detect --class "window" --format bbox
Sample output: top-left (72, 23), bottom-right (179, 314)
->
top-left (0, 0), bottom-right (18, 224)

────────

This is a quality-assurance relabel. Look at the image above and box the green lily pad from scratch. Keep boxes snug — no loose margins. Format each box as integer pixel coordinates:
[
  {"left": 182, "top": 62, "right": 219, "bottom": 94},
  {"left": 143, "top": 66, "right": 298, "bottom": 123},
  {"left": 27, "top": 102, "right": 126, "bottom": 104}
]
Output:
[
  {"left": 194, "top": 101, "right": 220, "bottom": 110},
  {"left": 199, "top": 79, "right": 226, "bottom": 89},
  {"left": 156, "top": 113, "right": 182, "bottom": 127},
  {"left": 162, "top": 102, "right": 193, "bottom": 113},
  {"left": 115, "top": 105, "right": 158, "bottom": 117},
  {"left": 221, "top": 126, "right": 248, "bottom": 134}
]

────────

▶ _DIRECTIONS FOR THIS TASK_: Please pick out every line above that contains the string "right" and copy those lines. Case matters.

▶ _SOLVED EXERCISE_:
Sample output: top-left (72, 23), bottom-right (179, 314)
top-left (0, 0), bottom-right (18, 224)
  {"left": 182, "top": 62, "right": 219, "bottom": 94},
  {"left": 143, "top": 66, "right": 298, "bottom": 123},
  {"left": 27, "top": 102, "right": 126, "bottom": 104}
  {"left": 194, "top": 101, "right": 220, "bottom": 110},
  {"left": 199, "top": 79, "right": 226, "bottom": 89},
  {"left": 156, "top": 113, "right": 182, "bottom": 127},
  {"left": 162, "top": 102, "right": 193, "bottom": 113},
  {"left": 115, "top": 105, "right": 158, "bottom": 117},
  {"left": 221, "top": 126, "right": 248, "bottom": 134}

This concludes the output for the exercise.